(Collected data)

........

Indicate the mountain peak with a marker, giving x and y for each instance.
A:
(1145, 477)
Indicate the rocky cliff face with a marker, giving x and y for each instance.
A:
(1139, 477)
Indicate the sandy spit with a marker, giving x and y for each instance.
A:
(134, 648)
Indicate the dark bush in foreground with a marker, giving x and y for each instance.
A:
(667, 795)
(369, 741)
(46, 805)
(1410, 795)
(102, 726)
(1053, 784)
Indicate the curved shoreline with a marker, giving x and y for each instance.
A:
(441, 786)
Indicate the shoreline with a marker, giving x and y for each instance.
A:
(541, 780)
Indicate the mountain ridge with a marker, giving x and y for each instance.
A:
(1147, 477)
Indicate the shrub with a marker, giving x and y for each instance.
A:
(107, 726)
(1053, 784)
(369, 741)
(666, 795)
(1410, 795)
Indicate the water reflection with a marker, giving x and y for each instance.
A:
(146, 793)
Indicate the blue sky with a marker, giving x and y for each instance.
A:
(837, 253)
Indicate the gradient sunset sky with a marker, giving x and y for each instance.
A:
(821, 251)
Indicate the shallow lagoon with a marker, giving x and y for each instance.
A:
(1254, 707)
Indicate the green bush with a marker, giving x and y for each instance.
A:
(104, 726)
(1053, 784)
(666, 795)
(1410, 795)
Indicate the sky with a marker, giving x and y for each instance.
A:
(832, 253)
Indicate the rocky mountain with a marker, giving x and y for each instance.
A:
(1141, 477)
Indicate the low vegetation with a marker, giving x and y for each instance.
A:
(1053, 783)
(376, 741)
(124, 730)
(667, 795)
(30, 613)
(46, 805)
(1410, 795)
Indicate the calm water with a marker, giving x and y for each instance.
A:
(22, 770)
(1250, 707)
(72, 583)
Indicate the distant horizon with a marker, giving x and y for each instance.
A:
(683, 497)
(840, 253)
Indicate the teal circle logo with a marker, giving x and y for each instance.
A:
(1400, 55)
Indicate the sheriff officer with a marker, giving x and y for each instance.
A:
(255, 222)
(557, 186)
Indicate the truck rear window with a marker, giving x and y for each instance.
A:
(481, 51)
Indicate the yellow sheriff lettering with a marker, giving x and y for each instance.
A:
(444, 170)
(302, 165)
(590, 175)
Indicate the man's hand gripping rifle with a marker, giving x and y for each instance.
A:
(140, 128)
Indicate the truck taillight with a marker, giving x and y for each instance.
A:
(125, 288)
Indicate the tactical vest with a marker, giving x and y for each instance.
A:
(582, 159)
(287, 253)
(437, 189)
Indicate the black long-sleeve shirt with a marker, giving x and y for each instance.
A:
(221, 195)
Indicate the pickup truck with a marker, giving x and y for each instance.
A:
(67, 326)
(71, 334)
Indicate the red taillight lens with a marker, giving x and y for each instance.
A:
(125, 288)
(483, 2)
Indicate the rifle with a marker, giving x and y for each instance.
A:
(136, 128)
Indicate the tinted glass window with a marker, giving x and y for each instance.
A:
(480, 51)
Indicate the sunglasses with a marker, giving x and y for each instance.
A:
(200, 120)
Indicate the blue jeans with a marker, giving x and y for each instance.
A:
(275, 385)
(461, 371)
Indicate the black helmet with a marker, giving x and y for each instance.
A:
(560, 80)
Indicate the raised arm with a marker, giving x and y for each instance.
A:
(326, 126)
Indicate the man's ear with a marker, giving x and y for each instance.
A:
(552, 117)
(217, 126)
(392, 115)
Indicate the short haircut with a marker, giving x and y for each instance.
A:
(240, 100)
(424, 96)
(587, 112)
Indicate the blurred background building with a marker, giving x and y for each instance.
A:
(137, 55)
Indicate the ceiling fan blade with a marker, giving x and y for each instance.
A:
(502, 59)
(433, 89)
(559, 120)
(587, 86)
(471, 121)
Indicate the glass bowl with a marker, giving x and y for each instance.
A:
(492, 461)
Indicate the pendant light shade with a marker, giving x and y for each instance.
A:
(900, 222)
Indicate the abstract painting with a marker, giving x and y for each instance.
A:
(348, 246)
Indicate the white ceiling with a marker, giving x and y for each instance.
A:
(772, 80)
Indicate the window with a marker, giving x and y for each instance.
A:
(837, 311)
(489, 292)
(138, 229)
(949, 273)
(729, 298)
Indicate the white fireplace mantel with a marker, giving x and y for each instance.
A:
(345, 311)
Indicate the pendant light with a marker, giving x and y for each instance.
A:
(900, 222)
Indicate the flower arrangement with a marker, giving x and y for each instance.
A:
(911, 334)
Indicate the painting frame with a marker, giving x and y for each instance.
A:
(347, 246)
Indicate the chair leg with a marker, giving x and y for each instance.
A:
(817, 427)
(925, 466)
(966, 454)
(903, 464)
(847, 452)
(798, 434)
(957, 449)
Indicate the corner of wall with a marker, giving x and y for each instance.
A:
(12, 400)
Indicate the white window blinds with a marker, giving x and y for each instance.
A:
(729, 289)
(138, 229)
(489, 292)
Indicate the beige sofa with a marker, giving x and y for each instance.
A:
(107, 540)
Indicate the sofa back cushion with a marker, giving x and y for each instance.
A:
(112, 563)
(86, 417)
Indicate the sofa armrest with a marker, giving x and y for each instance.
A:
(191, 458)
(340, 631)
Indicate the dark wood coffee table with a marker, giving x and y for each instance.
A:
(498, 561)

........

» Task objective
Write out every line from the first one through the one holding "(1254, 707)", inclusive, shifting each x and y coordinate in the answers up by 87.

» Result
Indicate the mountain peak with a marker, giving x and y for each instance.
A:
(1232, 564)
Indicate the rocky cliff face with a marker, giving x and y for each instance.
A:
(1226, 564)
Indicate the sandy spit with a marker, giving x and y for each instance.
A:
(221, 735)
Indicate the dark bush in foreground with a marker, giving x and y for each instance.
A:
(754, 882)
(456, 828)
(133, 892)
(1497, 882)
(189, 813)
(1140, 871)
Indicate the curved shoreline with a marker, giving x and y for each instance.
A:
(528, 873)
Indicate the shoreline with a marker, giving x and y for each instance.
A:
(628, 867)
Indicate the mountain ridge with a marker, giving x and y for each instance.
A:
(1234, 564)
Indicate the shrub with a marker, giving x and y for each instance.
A:
(194, 813)
(1140, 871)
(456, 828)
(753, 882)
(1497, 882)
Indicate the water reflection with a marker, giving x and y for each instance.
A:
(233, 880)
Indicate the blue sky with a marker, giving x and y for each instance.
A:
(924, 340)
Indicate the gradient sunset sky with a marker, giving x and y for each instance.
A:
(908, 338)
Indicate the shallow lagoon with a marker, giving x and y for each instance.
A:
(1341, 794)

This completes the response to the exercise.